▸ **Directions for this task**
Which lines in the data below contain the word "chair"? Show every such line in full, and treat uppercase and lowercase letters as different.
● ● ●
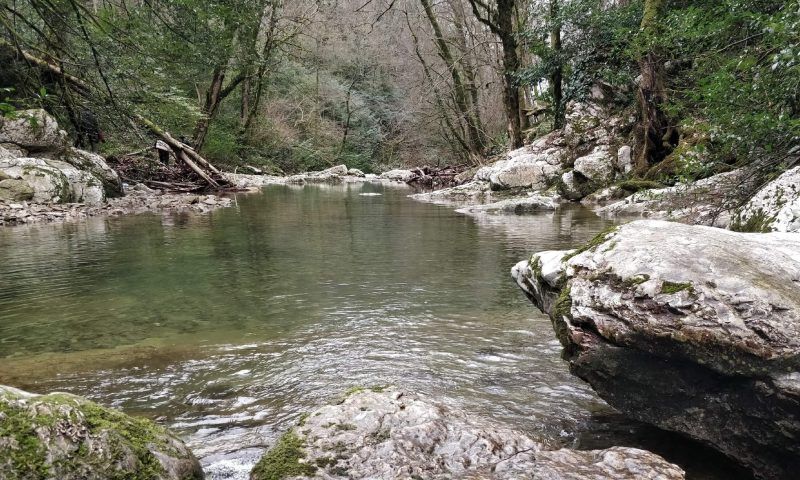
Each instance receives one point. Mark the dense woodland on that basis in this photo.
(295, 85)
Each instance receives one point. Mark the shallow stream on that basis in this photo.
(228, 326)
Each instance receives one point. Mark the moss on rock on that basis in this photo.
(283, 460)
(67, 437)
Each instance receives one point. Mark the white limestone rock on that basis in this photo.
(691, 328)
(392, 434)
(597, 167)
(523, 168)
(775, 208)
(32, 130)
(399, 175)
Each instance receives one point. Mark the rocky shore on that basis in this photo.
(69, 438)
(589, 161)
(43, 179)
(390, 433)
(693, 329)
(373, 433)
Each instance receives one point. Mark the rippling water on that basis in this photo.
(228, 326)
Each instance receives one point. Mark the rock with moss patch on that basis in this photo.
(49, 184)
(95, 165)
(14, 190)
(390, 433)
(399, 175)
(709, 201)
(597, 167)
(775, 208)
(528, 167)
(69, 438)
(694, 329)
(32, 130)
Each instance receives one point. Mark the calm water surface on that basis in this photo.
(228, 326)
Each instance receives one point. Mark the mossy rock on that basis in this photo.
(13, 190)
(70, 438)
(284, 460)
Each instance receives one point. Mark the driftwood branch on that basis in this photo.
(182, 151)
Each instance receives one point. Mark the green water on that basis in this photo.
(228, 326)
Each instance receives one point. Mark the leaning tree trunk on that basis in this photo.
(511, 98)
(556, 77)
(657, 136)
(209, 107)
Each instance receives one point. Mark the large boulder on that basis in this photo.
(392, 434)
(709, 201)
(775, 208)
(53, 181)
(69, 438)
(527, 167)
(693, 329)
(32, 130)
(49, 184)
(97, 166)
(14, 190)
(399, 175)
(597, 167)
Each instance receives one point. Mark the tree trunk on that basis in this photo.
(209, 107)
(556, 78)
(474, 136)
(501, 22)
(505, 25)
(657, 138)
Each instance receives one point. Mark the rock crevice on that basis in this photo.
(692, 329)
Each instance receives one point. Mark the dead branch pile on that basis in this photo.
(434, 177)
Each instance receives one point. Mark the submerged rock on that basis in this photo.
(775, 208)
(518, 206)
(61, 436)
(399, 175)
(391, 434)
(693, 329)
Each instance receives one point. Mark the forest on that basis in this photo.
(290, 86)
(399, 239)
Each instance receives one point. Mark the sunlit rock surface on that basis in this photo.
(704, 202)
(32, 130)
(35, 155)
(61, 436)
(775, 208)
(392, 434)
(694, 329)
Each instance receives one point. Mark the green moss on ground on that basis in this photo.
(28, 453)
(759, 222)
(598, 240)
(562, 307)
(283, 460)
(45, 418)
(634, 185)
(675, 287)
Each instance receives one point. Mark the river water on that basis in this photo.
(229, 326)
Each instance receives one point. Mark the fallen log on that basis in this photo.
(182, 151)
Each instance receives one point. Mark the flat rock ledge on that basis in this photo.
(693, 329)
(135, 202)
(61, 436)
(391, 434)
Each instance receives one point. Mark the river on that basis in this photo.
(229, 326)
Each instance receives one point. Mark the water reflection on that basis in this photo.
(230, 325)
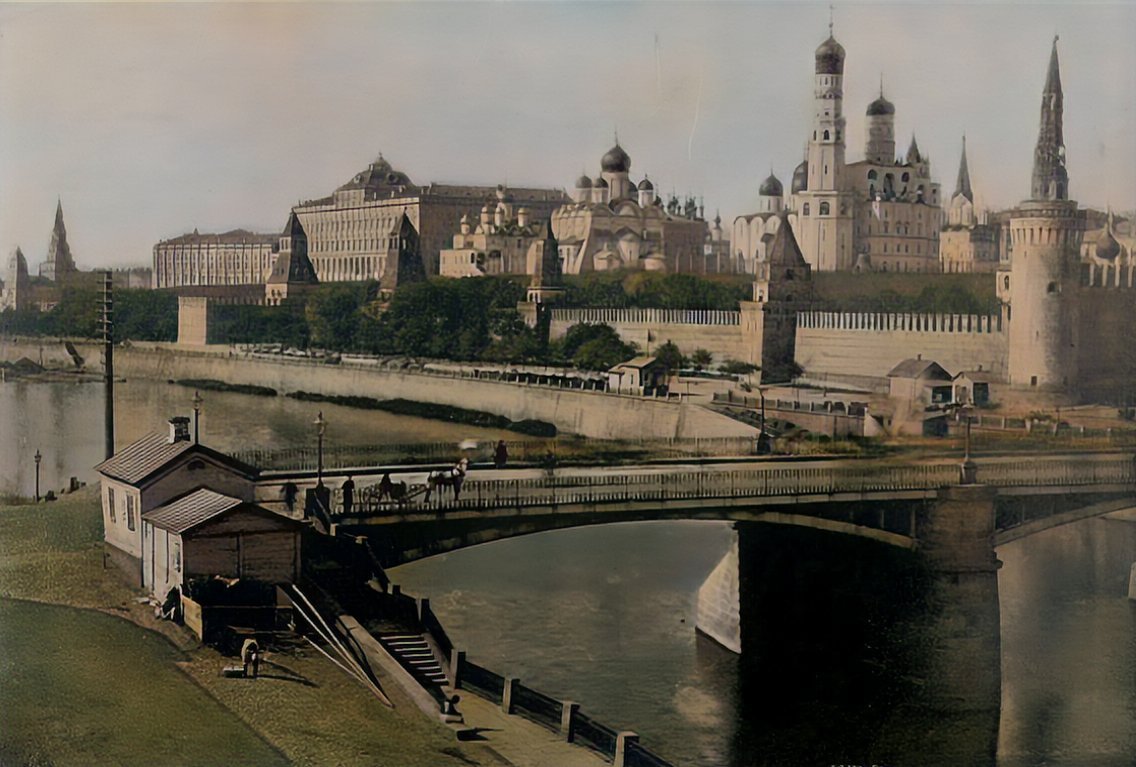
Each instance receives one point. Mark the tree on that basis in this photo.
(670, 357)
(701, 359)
● ● ●
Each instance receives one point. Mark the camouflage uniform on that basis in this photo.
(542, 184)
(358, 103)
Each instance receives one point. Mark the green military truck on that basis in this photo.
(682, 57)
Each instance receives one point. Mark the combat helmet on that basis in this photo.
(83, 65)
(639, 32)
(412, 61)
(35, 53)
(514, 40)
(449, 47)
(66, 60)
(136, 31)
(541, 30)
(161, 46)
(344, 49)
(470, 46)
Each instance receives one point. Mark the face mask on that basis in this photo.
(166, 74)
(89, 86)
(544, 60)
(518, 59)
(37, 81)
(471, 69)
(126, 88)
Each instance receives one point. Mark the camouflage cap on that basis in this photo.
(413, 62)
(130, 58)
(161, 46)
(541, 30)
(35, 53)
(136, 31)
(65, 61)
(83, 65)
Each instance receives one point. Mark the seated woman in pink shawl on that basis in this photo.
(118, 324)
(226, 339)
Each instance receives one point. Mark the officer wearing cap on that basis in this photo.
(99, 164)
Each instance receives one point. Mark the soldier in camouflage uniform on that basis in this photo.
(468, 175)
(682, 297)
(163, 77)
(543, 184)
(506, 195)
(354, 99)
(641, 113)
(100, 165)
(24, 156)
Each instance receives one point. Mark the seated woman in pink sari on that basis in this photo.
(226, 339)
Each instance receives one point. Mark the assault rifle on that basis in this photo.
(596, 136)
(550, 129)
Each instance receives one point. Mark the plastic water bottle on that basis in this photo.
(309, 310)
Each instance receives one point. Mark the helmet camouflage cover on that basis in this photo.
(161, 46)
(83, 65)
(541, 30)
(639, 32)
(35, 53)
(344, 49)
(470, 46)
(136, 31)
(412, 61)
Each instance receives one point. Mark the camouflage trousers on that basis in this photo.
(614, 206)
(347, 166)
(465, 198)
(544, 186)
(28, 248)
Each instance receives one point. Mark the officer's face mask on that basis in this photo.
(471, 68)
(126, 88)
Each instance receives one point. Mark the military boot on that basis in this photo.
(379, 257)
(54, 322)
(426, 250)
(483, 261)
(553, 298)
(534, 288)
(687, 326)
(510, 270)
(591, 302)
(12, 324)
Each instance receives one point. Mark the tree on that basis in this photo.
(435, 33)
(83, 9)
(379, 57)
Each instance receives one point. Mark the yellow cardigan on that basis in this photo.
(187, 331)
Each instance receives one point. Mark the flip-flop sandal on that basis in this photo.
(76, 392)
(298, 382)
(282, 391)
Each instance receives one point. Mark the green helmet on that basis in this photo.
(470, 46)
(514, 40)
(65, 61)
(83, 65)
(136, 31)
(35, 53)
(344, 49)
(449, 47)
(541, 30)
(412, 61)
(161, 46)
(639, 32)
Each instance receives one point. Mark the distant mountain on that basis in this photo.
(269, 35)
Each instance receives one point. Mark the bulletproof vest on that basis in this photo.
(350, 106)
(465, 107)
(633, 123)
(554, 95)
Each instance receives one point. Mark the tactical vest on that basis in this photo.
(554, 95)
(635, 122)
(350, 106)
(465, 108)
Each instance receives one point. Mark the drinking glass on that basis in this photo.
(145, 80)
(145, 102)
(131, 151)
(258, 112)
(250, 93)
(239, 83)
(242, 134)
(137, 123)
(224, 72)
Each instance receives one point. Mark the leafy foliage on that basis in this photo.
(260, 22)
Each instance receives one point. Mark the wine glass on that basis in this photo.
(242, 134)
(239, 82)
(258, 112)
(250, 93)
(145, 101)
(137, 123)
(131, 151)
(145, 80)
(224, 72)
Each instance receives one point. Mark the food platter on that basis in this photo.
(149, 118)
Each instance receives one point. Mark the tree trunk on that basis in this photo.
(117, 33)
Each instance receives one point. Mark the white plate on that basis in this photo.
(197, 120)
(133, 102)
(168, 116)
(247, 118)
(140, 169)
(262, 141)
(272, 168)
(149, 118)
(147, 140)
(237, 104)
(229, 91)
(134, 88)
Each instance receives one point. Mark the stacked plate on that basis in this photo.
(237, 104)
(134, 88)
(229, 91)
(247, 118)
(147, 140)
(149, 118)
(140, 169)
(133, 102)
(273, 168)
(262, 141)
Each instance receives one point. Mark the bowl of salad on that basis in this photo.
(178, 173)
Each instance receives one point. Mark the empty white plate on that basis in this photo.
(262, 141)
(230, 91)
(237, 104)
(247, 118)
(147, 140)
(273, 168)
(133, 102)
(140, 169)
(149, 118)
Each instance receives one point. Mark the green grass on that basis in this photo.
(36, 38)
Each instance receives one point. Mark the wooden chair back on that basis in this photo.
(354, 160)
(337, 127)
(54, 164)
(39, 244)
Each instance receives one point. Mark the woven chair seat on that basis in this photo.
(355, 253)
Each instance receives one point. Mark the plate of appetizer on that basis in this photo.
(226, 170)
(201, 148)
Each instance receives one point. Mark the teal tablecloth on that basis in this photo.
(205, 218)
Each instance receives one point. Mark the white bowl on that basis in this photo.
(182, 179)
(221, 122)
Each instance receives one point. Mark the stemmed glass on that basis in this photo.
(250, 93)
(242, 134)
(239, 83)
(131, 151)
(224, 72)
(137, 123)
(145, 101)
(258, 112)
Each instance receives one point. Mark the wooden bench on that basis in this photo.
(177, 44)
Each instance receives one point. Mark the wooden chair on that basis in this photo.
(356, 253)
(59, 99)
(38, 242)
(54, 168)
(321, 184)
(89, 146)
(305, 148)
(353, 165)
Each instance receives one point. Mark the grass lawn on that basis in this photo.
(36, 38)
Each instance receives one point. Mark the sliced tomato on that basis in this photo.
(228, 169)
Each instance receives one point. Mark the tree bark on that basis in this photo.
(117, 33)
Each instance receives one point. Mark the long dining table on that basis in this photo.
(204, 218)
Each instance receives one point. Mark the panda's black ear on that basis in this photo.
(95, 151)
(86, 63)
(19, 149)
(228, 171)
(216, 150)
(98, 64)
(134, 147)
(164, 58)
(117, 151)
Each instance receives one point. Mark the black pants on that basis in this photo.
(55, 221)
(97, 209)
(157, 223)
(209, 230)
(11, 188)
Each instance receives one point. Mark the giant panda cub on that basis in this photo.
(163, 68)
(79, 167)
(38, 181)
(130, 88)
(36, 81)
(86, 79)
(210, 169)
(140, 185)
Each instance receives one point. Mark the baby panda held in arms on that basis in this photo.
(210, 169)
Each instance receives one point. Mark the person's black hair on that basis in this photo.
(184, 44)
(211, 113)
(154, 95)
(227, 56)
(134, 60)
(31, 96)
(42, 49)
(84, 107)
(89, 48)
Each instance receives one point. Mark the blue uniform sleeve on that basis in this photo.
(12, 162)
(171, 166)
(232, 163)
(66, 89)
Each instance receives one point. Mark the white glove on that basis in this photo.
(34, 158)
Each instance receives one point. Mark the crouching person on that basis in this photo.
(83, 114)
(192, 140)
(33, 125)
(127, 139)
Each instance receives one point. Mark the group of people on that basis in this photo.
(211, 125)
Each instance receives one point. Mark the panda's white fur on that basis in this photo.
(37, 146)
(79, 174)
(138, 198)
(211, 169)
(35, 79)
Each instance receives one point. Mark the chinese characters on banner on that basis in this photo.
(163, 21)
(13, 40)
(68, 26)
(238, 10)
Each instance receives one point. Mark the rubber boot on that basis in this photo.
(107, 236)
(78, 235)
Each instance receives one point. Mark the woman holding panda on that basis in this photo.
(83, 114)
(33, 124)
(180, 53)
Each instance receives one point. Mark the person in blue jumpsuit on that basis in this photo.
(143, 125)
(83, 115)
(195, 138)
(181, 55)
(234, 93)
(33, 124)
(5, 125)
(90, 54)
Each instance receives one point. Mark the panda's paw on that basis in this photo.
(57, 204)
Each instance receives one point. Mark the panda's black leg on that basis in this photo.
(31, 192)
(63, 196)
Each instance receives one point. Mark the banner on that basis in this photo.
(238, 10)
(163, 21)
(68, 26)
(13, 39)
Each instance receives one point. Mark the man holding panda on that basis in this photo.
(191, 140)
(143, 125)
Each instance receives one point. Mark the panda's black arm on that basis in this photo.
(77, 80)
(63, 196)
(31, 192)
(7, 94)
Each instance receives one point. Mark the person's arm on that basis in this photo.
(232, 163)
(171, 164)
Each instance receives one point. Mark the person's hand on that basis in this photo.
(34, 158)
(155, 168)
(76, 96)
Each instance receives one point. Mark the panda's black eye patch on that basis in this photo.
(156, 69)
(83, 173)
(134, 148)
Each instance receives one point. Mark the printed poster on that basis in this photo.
● ● ●
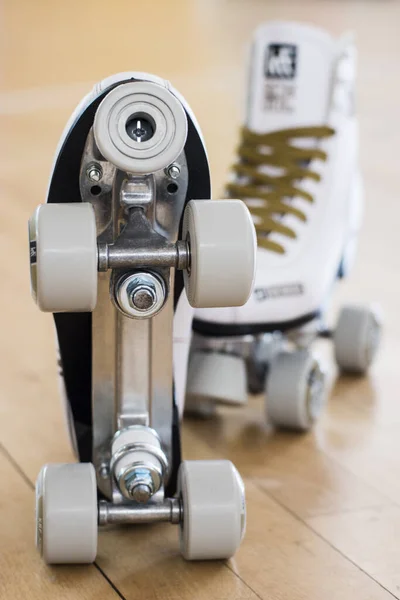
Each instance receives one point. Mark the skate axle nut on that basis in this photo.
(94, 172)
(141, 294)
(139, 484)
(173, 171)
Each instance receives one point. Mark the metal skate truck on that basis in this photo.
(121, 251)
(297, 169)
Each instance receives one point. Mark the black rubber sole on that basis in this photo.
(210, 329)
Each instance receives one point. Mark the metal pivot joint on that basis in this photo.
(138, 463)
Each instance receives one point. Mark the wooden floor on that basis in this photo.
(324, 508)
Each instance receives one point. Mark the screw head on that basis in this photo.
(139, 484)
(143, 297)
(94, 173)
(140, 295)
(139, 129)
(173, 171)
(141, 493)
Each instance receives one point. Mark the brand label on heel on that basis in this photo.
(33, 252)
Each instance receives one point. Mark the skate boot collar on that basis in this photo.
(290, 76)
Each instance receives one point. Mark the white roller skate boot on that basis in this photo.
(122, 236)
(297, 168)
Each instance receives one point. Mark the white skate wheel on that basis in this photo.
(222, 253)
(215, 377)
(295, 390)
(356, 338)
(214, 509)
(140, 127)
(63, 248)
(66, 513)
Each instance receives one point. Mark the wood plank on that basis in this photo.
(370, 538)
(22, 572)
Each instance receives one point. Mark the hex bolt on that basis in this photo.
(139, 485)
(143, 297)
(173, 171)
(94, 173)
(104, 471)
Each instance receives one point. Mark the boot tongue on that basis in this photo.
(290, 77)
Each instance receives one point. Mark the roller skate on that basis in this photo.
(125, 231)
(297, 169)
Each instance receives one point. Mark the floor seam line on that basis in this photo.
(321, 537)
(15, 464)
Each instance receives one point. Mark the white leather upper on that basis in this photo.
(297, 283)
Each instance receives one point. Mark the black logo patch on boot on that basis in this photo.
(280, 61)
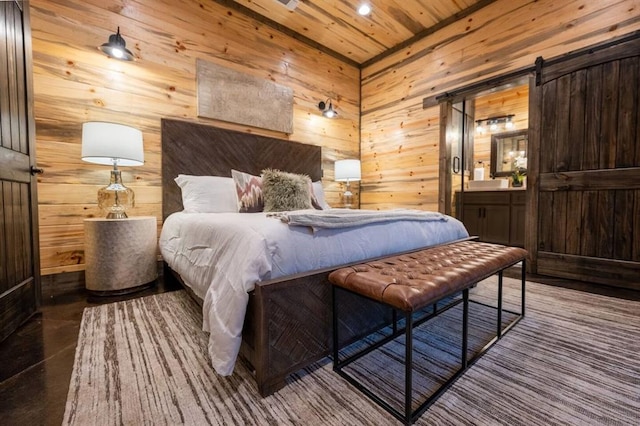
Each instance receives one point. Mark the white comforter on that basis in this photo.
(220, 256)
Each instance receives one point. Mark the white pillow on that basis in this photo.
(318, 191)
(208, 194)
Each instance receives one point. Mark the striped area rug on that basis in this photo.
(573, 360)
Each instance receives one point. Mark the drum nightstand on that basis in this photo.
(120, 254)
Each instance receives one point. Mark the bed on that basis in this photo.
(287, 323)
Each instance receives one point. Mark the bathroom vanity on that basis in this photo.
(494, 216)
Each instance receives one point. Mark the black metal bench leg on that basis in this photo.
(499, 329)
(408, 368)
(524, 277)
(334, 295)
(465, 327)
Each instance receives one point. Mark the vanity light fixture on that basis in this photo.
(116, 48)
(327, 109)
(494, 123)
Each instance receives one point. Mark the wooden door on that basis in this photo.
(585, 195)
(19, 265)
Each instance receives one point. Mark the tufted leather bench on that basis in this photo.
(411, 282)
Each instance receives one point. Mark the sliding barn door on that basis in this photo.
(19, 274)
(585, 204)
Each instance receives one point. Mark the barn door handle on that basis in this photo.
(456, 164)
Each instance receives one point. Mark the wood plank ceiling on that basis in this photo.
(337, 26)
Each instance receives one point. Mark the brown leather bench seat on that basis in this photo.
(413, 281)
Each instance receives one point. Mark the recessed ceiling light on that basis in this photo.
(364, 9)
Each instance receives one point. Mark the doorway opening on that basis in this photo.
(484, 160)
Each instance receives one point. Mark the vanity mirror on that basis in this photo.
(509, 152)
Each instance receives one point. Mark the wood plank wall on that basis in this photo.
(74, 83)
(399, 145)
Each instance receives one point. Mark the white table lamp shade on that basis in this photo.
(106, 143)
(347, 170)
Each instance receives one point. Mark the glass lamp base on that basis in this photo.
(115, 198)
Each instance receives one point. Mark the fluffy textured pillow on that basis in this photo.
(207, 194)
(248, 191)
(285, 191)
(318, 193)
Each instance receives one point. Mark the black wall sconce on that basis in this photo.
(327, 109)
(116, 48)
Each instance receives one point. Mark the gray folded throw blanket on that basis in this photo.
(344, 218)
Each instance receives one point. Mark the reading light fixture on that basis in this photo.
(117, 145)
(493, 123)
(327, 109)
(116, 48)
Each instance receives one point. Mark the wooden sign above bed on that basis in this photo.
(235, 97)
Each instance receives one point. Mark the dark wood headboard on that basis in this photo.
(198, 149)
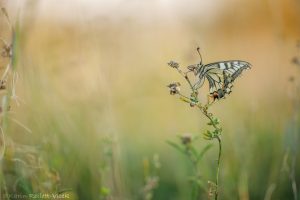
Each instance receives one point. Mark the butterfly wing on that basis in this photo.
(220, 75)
● ● ●
▸ **Response below**
Each instance receives one point. Mark the wooden chair back on that basis in this photo.
Each instance receives one point. Mark the woven chair seat on that basis in this photo.
Each instance receives one point. Mark the wooden chair on that basis in this photo.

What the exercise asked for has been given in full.